SHORT EXERCISE -
Convert the entries below into a Markdown table with the columns Row and Entry line. Begin at the line containing "Plain rules. Mark every instance of the framed portrait", include every line through the one containing "x=225 y=144", and leave out any blank lines.

____

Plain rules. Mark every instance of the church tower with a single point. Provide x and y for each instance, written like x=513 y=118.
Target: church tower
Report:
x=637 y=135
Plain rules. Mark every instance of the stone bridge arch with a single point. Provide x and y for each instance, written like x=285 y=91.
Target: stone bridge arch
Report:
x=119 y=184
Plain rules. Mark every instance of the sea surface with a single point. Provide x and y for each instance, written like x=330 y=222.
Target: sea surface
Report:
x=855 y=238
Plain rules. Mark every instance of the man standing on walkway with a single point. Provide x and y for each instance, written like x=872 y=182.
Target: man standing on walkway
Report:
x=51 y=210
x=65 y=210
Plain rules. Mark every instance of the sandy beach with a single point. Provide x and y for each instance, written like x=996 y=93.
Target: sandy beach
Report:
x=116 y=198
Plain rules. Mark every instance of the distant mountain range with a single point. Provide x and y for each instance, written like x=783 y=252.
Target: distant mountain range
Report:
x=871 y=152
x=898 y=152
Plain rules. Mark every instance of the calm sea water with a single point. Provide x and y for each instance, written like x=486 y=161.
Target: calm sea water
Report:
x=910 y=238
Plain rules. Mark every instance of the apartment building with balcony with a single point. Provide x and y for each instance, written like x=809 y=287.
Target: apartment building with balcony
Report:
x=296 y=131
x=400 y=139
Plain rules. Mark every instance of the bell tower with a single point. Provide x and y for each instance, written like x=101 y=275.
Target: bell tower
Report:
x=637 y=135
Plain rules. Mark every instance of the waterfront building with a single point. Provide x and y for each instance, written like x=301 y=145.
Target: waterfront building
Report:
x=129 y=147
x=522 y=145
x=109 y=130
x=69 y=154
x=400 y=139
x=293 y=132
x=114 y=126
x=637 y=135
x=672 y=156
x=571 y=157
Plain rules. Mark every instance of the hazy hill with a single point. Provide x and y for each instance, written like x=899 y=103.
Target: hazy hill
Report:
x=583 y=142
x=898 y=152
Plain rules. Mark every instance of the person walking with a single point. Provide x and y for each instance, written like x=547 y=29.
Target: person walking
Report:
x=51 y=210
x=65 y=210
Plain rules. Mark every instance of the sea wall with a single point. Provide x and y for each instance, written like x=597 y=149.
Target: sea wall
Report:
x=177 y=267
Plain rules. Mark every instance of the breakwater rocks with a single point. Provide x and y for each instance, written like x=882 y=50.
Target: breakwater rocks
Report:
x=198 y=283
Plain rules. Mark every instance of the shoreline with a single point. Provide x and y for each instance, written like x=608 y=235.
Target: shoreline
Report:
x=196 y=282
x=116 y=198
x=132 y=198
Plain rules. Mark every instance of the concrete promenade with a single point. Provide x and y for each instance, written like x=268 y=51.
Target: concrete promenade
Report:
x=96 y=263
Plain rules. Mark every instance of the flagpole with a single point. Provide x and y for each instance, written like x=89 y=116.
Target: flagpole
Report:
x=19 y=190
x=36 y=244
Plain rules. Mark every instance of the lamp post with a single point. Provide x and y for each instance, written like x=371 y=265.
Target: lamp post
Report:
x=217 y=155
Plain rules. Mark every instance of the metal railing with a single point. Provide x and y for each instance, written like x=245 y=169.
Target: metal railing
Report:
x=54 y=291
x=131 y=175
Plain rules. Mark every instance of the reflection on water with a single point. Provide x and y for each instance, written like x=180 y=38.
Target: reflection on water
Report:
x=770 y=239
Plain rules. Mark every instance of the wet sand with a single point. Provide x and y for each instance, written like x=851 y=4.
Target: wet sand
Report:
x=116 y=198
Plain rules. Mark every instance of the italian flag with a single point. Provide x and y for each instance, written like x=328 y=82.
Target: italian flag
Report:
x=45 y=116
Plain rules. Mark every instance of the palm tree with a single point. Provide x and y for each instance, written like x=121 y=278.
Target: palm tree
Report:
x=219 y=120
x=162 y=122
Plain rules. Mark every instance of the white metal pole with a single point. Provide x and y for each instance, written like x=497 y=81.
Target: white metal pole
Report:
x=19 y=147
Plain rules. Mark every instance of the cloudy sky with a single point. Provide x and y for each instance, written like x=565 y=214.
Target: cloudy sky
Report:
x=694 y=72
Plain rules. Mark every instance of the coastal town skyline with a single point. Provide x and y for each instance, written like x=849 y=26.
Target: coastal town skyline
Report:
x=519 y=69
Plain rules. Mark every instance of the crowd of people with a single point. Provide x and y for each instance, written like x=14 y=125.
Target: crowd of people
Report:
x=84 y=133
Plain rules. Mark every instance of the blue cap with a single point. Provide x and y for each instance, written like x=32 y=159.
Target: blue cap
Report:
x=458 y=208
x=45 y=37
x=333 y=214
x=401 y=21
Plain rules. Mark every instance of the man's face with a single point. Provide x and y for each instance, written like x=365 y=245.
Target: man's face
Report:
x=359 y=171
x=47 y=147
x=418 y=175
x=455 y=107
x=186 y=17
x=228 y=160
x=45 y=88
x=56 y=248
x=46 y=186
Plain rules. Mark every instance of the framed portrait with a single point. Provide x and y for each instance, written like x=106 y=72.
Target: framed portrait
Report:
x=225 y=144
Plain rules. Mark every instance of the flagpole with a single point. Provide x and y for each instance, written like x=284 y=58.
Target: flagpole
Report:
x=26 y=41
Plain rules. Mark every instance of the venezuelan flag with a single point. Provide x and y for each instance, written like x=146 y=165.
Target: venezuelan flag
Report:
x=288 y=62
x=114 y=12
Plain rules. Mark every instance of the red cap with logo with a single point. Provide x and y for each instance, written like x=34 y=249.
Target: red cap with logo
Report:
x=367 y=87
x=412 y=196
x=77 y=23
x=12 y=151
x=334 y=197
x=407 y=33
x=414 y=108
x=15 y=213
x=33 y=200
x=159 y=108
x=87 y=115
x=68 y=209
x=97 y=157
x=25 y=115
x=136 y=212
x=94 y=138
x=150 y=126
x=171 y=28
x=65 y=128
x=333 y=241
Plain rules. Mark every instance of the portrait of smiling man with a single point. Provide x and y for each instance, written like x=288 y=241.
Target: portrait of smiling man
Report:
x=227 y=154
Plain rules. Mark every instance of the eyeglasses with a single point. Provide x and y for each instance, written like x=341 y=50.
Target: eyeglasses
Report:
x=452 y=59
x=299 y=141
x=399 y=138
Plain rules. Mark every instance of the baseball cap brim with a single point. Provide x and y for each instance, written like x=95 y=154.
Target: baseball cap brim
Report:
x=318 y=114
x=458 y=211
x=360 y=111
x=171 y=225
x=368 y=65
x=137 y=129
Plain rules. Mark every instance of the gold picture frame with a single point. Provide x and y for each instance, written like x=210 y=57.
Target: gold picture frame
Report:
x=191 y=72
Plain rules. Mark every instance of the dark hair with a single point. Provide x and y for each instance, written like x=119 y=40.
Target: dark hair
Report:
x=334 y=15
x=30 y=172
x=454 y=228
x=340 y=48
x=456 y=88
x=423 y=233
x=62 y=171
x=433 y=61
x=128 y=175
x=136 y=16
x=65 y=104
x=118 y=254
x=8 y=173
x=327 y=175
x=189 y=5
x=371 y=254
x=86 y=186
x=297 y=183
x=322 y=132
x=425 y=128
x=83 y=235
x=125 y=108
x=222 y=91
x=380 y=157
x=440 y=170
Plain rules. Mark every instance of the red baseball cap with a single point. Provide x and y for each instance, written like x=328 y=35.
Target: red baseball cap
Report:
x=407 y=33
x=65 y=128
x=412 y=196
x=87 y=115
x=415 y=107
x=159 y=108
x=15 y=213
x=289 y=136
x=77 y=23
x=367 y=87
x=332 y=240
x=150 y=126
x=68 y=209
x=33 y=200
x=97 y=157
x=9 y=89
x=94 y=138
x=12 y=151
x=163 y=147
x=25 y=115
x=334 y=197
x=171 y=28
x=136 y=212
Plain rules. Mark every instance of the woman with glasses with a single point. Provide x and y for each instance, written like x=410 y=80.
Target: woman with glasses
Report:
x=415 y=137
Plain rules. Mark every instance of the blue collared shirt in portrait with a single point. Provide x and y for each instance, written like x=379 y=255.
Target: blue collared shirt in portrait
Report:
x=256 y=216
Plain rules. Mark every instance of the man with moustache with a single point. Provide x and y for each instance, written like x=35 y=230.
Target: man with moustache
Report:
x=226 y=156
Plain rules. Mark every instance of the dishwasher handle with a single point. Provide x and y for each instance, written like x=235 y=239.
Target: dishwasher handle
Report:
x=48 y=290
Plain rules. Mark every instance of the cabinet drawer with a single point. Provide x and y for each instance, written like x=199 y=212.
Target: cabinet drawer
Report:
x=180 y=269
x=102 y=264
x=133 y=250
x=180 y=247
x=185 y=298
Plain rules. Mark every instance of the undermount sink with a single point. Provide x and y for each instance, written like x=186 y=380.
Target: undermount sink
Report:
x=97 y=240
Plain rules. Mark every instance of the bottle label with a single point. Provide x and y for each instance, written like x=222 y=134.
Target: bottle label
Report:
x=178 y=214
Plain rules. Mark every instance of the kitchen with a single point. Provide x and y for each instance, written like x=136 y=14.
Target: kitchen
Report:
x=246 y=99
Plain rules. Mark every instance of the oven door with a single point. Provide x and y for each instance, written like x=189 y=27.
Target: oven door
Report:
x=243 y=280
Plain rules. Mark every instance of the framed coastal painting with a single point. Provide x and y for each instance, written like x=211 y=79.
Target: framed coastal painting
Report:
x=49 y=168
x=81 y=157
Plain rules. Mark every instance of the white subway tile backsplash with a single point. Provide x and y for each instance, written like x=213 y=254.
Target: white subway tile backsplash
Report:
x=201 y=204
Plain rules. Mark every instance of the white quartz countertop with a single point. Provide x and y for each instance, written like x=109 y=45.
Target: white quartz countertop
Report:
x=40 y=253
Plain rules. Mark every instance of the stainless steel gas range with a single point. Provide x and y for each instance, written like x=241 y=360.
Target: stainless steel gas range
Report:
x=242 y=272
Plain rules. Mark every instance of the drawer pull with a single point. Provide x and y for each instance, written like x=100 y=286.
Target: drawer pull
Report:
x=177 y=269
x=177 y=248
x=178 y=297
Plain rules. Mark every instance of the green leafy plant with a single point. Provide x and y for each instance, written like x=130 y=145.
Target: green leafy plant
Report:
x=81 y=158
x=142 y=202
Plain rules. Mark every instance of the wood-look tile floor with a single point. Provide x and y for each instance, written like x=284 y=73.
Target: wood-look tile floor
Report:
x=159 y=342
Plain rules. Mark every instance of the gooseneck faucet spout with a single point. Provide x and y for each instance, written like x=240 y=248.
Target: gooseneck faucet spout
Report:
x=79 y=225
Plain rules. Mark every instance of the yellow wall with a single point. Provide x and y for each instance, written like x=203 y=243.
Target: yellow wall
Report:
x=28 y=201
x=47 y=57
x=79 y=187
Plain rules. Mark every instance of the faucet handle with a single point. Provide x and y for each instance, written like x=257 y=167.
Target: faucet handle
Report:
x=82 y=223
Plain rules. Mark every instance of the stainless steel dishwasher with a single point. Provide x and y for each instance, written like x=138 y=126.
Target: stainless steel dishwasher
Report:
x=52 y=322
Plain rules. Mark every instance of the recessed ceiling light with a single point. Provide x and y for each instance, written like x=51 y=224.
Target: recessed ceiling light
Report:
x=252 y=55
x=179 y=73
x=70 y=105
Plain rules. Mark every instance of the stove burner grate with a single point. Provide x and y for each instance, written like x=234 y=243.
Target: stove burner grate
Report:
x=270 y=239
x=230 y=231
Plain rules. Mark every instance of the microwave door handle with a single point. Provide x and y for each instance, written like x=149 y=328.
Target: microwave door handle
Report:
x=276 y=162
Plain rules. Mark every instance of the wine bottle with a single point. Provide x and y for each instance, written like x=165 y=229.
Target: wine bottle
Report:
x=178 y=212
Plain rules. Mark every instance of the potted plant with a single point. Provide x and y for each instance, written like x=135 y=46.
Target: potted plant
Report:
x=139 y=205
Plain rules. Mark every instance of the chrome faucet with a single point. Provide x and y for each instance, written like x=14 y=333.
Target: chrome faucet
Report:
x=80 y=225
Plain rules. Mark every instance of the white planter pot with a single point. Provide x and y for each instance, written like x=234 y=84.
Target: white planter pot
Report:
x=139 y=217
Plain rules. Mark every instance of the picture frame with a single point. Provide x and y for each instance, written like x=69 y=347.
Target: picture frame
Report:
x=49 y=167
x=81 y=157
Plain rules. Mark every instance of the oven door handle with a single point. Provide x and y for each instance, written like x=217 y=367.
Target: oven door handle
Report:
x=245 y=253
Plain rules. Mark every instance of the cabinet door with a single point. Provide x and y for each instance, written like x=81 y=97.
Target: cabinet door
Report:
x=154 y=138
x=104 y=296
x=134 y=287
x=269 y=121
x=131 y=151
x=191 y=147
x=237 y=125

____

COMPLETE RESPONSE -
| Row | Entry line |
|---|---|
| 1 | Plain rules. Mark every instance of the framed portrait with a single point. Provide x and y for each instance, written like x=106 y=72. |
| 2 | Target: framed portrait |
| 3 | Report: |
| 4 | x=225 y=144 |